TEXT SEGMENT -
··········
In this show we talk to Dr Giovanna Tinetti about exoplanet atmospheres. Megan rounds up the latest news and we hear what we can see in the July night sky from Ian Morison.

The News

In the news this month:

Interview with Dr Giovanna Tinetti

Dr Giovanna Tinetti (University College London) researches exoplanets - planets orbiting around other stars. At the time of release there are 564 known exoplanets and Dr Tinetti begins this interview by explaining the different methods used to detect these planets. Instead of just trying to find these planets, Dr Tinetti's research is focused on characterising exoplanet atmospheres by observing them as they pass in front of, and behind, their parent star. She explains how studying the atmospheres can give us information about how the planets formed and even if there is life on them. We also talk about work done by Dr Tinetti's former PhD student, Dr David Kipping, looking at the possibility of detecting exomoons, especially using data from the Kepler mission. Finally Dr Tinetti tells us about a proposed future mission, EChO, which would be dedicated to studying exoplanet atmospheres. EChO is one of four missions currently under review by ESA and, if selected, would be launched between 2020 and 2022.

The Night Sky

Northern Hemisphere

Ian Morison tells us what we can see in the northern hemisphere night sky during July 2011.
··········
TASKS TO PERFORM -
(a) Name every person the podcast description mentions.
(b) According to the podcast description, what can studying exoplanet atmospheres tell us? Answer in one to three sentences.
(c) Copy the podcast description's wording between "In this show" and "from Ian Morison.", inclusive.
··········
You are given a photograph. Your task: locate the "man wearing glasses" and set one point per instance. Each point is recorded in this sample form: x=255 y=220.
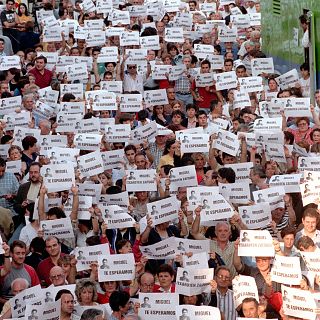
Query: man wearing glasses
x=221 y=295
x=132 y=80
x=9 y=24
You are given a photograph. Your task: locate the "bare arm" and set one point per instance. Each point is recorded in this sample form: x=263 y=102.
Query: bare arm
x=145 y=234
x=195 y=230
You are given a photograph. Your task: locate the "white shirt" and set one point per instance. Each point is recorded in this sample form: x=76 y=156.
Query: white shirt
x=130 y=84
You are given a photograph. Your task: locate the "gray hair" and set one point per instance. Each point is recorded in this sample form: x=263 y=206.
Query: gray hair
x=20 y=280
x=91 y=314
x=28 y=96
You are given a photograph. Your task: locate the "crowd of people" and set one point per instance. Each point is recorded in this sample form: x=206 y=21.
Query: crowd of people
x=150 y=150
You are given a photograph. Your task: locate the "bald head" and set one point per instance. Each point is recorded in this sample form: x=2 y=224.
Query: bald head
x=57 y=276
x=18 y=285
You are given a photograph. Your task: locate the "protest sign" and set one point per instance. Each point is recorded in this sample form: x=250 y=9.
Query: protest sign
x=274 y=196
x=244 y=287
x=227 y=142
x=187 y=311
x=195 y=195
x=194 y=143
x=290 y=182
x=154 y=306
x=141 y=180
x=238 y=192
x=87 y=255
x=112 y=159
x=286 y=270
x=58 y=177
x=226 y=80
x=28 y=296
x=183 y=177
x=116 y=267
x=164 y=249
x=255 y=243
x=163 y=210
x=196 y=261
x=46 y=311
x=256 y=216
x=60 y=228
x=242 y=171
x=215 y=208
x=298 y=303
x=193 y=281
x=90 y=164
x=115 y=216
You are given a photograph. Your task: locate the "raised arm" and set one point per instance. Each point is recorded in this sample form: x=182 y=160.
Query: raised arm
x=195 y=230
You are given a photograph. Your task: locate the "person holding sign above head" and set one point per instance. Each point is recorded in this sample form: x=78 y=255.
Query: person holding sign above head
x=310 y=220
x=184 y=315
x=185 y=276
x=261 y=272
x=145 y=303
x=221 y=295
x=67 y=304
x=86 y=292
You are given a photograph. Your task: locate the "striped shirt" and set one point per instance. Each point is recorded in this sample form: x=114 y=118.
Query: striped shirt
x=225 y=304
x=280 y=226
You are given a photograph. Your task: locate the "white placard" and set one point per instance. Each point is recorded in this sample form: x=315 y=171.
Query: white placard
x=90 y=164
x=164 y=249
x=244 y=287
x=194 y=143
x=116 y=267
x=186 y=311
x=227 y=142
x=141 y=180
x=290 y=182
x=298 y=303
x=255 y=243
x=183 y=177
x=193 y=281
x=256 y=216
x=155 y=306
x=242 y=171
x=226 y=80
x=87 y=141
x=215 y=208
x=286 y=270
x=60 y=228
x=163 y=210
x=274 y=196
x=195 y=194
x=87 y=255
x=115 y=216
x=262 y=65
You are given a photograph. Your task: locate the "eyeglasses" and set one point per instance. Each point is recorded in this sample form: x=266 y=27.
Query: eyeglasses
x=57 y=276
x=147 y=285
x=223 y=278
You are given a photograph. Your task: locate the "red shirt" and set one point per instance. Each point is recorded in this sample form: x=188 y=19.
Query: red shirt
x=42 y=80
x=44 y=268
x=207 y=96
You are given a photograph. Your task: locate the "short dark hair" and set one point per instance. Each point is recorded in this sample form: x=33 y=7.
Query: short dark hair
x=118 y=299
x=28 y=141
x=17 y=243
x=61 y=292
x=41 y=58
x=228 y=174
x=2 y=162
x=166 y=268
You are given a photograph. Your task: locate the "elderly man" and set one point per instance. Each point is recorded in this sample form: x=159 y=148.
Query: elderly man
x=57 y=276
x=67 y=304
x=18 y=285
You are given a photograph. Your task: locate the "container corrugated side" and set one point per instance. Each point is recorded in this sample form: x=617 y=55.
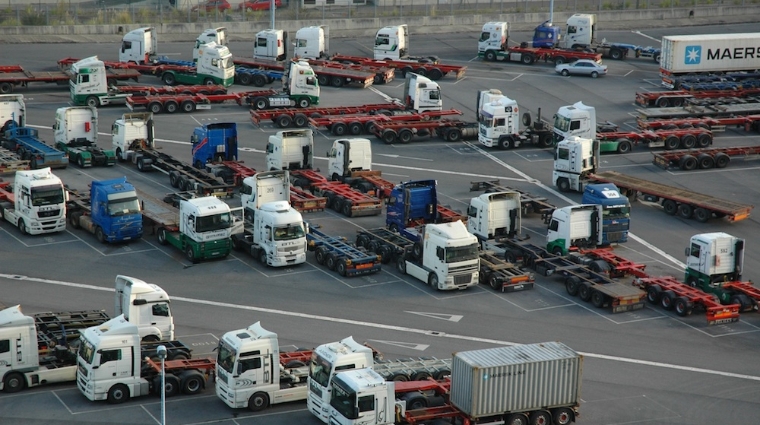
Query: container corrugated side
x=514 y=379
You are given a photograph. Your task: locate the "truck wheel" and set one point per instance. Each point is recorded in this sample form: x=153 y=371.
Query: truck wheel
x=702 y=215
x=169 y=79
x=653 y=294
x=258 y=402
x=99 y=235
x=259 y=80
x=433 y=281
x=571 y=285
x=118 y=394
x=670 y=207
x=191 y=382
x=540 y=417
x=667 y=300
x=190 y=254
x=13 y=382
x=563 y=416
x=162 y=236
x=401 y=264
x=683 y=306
··········
WRITTEN RESPONSES -
(a) Dr Giovanna Tinetti, Megan, Ian Morison, Dr David Kipping

(b) The podcast description says that studying exoplanet atmospheres can give information about how the planets formed. It can also show whether there is life on them.

(c)
In this show we talk to Dr Giovanna Tinetti about exoplanet atmospheres. Megan rounds up the latest news and we hear what we can see in the July night sky from Ian Morison.